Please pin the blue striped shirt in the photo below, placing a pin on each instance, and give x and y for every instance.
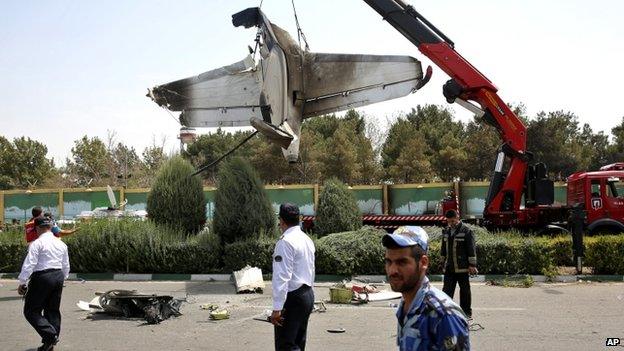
(433, 322)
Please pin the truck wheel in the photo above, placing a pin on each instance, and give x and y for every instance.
(607, 230)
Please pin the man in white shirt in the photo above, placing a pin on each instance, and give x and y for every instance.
(47, 267)
(293, 276)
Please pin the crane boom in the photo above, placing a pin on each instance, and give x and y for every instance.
(468, 85)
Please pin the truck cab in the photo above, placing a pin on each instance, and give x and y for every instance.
(601, 194)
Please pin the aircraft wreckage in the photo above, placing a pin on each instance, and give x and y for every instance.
(285, 85)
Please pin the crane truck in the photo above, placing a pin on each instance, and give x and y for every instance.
(520, 193)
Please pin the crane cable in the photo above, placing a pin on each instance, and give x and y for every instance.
(300, 34)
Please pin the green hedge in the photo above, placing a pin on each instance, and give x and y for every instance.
(254, 252)
(142, 247)
(350, 253)
(605, 254)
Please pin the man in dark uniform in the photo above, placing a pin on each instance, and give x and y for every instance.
(460, 259)
(46, 266)
(293, 276)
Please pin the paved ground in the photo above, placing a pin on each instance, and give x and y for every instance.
(577, 316)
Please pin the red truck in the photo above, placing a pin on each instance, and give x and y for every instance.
(520, 194)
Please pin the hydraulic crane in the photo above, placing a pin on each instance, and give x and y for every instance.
(513, 177)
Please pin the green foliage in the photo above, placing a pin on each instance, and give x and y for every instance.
(177, 198)
(242, 208)
(89, 162)
(23, 162)
(256, 252)
(337, 210)
(351, 253)
(605, 254)
(128, 246)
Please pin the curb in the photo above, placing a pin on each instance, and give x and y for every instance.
(321, 278)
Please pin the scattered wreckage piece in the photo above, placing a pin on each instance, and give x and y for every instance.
(357, 294)
(249, 280)
(131, 304)
(219, 314)
(286, 85)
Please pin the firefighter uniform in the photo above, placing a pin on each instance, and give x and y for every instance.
(458, 253)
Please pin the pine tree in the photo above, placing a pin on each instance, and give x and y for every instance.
(337, 210)
(177, 198)
(242, 207)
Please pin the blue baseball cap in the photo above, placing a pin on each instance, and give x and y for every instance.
(407, 236)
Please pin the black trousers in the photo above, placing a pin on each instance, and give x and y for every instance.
(450, 281)
(297, 308)
(43, 300)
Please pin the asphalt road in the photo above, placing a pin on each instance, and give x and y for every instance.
(578, 316)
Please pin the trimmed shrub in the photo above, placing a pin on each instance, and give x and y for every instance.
(561, 248)
(337, 210)
(351, 253)
(11, 256)
(177, 199)
(128, 246)
(256, 252)
(242, 207)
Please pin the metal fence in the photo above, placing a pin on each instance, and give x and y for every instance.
(401, 199)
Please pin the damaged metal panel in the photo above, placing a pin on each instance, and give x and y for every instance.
(249, 279)
(337, 82)
(223, 97)
(286, 85)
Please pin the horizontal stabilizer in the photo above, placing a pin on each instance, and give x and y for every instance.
(273, 133)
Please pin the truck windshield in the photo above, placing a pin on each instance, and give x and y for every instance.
(614, 188)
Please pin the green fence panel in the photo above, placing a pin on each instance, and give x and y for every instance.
(370, 201)
(416, 200)
(561, 194)
(472, 200)
(136, 201)
(19, 206)
(76, 202)
(302, 197)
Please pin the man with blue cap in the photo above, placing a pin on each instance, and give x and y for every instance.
(427, 318)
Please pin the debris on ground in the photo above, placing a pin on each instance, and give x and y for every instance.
(249, 280)
(347, 292)
(319, 306)
(336, 330)
(131, 304)
(209, 306)
(219, 314)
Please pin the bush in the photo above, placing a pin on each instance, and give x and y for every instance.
(256, 252)
(128, 246)
(605, 254)
(561, 248)
(351, 253)
(242, 207)
(337, 210)
(177, 198)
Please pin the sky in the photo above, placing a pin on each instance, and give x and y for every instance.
(70, 68)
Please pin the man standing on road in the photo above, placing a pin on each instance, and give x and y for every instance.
(460, 259)
(47, 267)
(293, 276)
(427, 318)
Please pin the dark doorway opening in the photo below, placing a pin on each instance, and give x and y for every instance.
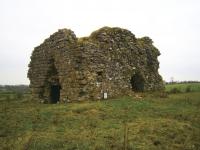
(55, 93)
(137, 82)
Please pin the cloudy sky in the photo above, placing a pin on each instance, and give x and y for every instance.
(174, 26)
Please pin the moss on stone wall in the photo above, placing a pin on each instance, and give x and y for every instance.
(110, 60)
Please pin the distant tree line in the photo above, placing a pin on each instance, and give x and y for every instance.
(181, 82)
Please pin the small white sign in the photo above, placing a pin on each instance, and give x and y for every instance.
(105, 95)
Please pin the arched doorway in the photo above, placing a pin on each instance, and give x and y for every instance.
(53, 83)
(55, 93)
(137, 82)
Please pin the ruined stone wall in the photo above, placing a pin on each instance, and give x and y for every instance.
(110, 60)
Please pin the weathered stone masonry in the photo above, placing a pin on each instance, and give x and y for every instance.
(110, 60)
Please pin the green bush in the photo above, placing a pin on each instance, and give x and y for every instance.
(188, 89)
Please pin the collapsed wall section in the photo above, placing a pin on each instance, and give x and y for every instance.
(110, 60)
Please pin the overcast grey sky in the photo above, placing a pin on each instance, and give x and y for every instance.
(174, 26)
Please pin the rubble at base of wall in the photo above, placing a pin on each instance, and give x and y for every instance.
(110, 60)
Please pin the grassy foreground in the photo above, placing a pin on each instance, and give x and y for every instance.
(145, 123)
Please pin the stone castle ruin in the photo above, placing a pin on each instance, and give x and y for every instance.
(109, 63)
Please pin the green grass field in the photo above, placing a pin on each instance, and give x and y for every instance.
(150, 122)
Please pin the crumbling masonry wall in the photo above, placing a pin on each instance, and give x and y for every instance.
(110, 60)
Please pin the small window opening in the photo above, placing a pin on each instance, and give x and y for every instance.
(137, 82)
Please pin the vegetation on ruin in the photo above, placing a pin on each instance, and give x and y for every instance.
(147, 121)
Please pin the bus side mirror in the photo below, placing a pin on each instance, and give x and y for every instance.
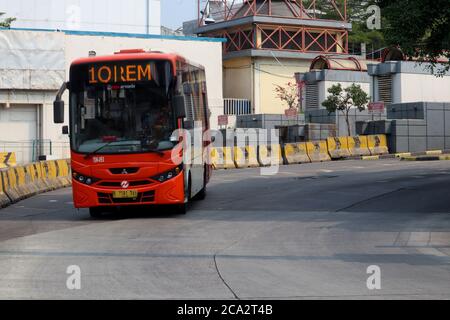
(179, 107)
(58, 111)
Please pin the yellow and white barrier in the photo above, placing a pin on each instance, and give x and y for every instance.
(270, 155)
(378, 144)
(20, 182)
(359, 146)
(222, 158)
(296, 153)
(338, 147)
(7, 160)
(318, 151)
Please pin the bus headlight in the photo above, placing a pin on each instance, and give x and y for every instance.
(84, 179)
(163, 177)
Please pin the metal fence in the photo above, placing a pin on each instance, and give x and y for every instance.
(237, 107)
(31, 150)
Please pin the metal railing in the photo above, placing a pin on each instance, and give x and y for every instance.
(31, 150)
(237, 107)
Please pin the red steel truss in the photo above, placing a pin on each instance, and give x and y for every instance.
(225, 10)
(286, 38)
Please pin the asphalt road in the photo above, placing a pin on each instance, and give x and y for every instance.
(311, 231)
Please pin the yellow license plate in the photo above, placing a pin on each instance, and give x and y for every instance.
(125, 194)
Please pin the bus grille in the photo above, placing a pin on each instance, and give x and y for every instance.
(115, 184)
(146, 197)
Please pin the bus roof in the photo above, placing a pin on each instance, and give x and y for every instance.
(134, 54)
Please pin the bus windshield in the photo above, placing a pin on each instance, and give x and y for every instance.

+ + + +

REQUEST =>
Output the records above exactly; leave out the pictures.

CORRECT RESULT =>
Please pin the blue striped shirt in the photo below, placing a pin on each instance, and give x and y for every instance.
(433, 322)
Please pin the truck wheel in the photo above, placing a pin on each instance, and give x and y for every instance.
(607, 230)
Please pin the man in white shirt in the photo above, placing a pin on each instance, and give x and y for every instance.
(47, 267)
(293, 276)
Please pin the crane boom in the photo above, placing a pin on each instance, and give x and y for every instance.
(468, 85)
Please pin the truck cab in the photo above, placing a pin on each instance, and give x and y for every instance.
(601, 194)
Please pin the aircraft wreckage in the photo above, placing a pin on each instance, and give x and y for every instance.
(285, 85)
Please pin the crane truck in the photo above, placing a pin on each instance, and give x and y for every instance.
(520, 193)
Please pin the crane cable in the photo above, placing a pin on each instance, and give x and y for every instance.
(300, 34)
Please pin the green hedge in the photo above, placing a pin on each instance, and give x and y for every instance.
(254, 252)
(142, 247)
(350, 253)
(605, 254)
Please pin the man in dark uniform in the photo above, placing a pin on each instance, and give x and y for every instance.
(460, 259)
(46, 266)
(293, 276)
Please pin the paved ground in the photo above, placing a pin on each instance, and give x and y for every instance.
(577, 316)
Please pin the red truck in the photo above, placing a pin on each instance, and give x and y for every instance.
(520, 194)
Please pin the hydraulic crane in the photo above, placing a pin on each instance, and give x and y for every instance.
(513, 177)
Please pin the green foliage in the photo above, placing a pin on each instance, and give x and y for every instance.
(177, 198)
(242, 208)
(89, 162)
(23, 162)
(256, 252)
(337, 210)
(351, 253)
(605, 254)
(128, 246)
Please pin the curb in the photo above, placing a pin on each instance, and give x and y for every instance.
(321, 278)
Please pin the scattered wreckage piece in the photo above, placing a pin on each instance, and give x and y for every instance.
(357, 294)
(249, 280)
(131, 304)
(219, 314)
(286, 85)
Please pin the firefighter uniform in the photo above, placing a pin on each instance, and give x and y for every instance.
(458, 253)
Please pin the pine tree in the photo above, placing a pin on each instance, and give x and y for every instance.
(337, 210)
(177, 198)
(242, 207)
Please pin the blue baseball cap in the photo above, placing a pin on each instance, and give x and y for every instance.
(407, 236)
Please pin the black trousers in the photo above, placing a pin on each instance, and give x and y for every instance.
(450, 281)
(297, 308)
(43, 300)
Please pin the asphalt road in the photo above, placing a pin on each instance, and give x and y for every instance.
(578, 316)
Please pin the trimmed shrub in the photo above, placing a pin on each instance, and give x and y for every instance.
(561, 248)
(337, 210)
(351, 253)
(11, 256)
(177, 199)
(128, 246)
(256, 252)
(242, 207)
Please pin the metal fence in the photo above, placing a pin on each instance, and give x and y for every instance.
(401, 199)
Please pin the damaged metal panel in the photo above, placing a pin on each instance, and give x and y for every instance.
(249, 279)
(337, 82)
(223, 97)
(286, 85)
Please pin the horizontal stabilizer in the photo above, placing a pin on each instance, and give x and y for every instance.
(273, 133)
Please pin the truck windshield in the photo above, placing a pin on each instance, and give x and y for every instance.
(614, 188)
Please pin the green fence panel in the photo above, placing a pin on each instance, and give x and y for every instance.
(370, 201)
(416, 200)
(561, 194)
(472, 200)
(136, 201)
(19, 206)
(76, 202)
(302, 197)
Please pin the man with blue cap in the photo above, placing a pin on each instance, and give x and y for every instance.
(427, 318)
Please pin the debris on ground in the photo above, placing a pin on each instance, and give x and y for every instance.
(249, 280)
(347, 292)
(319, 306)
(336, 330)
(131, 304)
(209, 306)
(219, 314)
Please pin the bush in the photo above, placing a pin on each instance, and give x and y for every instance.
(256, 252)
(128, 246)
(605, 254)
(561, 248)
(351, 253)
(242, 207)
(337, 210)
(177, 198)
Please pin the sky in the photo above, placing a pin on each instance, and give x and y for every instance.
(70, 68)
Please pin the man standing on road in the photo above, placing a pin on each instance, and give x and y for every instance.
(460, 259)
(47, 267)
(293, 276)
(427, 318)
Please pin the dark doorway opening in the photo below, placing a pin on each instance, and give x and y for every instance.
(55, 93)
(137, 82)
Please pin the cloudy sky in the photo above, placing a pin on each instance, and give x and y for every instance.
(174, 26)
Please pin the moss on stone wall in the photo above, placing a pin on each instance, and give x and y for every instance.
(110, 60)
Please pin the distant tree line in the photo above, placing a pin on each instance, and give x and y for every instance.
(181, 82)
Please pin the small white sign in the photo above, placing a pin on each instance, and give x and y for every instance.
(105, 95)
Please pin the arched doorway in the photo above, placing a pin on each instance, and give x and y for every instance.
(53, 83)
(55, 93)
(137, 82)
Please pin the ruined stone wall in the photo above, placing a pin on each instance, and give x and y for every instance.
(110, 60)
Please pin the weathered stone masonry in the photo above, placing a pin on each instance, and give x and y for every instance.
(110, 60)
Please pin the green bush in the photo above, placing a pin on each instance, and give x and y for every instance.
(188, 89)
Please pin the collapsed wall section in the photo above, placing a pin on each instance, and give x and y for every instance.
(110, 60)
Please pin the overcast grey sky in the photo above, placing a pin on each instance, and give x and y for every instance.
(174, 26)
Please pin the rubble at base of wall in the photo above, placing a pin on each instance, and give x and y for every instance.
(110, 60)
Please pin the grassy foreground in the photo above, placing a pin on each instance, and give x and y for every instance.
(145, 123)
Please pin the stone castle ruin in the photo above, placing a pin on each instance, and give x and y for every instance.
(109, 63)
Please pin the green grass field in the photo above, placing a pin on each instance, and give x and y for every instance.
(150, 122)
Please pin the crumbling masonry wall in the photo above, placing a pin on each instance, and give x and y for every instance.
(110, 60)
Please pin the small window opening in the photo above, placing a pin on each instance, and give x and y for every instance.
(137, 82)
Please pin the vegetation on ruin in the photo above, placing a pin on each instance, and give x and y for every instance.
(147, 121)
Please pin the bus side mirror in the photo below, placing a pin on each instance, and give x and y for every instance.
(179, 107)
(58, 111)
Please pin the yellow and white barrier in the photo above, placing a pin on each instance, and give x and y for every instance.
(270, 155)
(378, 144)
(20, 182)
(359, 146)
(222, 158)
(296, 153)
(338, 147)
(7, 160)
(318, 151)
Please pin the bus headlight in the photo above, placing a pin on each instance, and give x and y for every instance.
(84, 179)
(163, 177)
Please pin the metal fence in the photo above, placing a pin on each instance, and give x and y for every instance.
(237, 107)
(31, 150)
Please pin the metal railing in the photo above, placing a pin on each instance, and give x and y for every instance.
(31, 150)
(237, 107)
Please pin the red steel truss in the photo above, placing a pin on each instance, and give x and y for every instance.
(225, 10)
(286, 38)
Please pin the asphalt road in the photo above, placing a pin on each instance, and give x and y for every instance.
(311, 231)
Please pin the yellow license plate in the photo above, placing a pin on each instance, and give x and y for every instance.
(125, 194)
Please pin the bus grille in the photo above, placing a pin on each instance, and give x and y for every instance.
(115, 184)
(146, 197)
Please pin the bus roof in the photo above, placing a pin on each instance, and give x and y for every instance.
(134, 54)
Please pin the bus windshield in the photo above, placing a pin on each instance, and give x and y for every instance.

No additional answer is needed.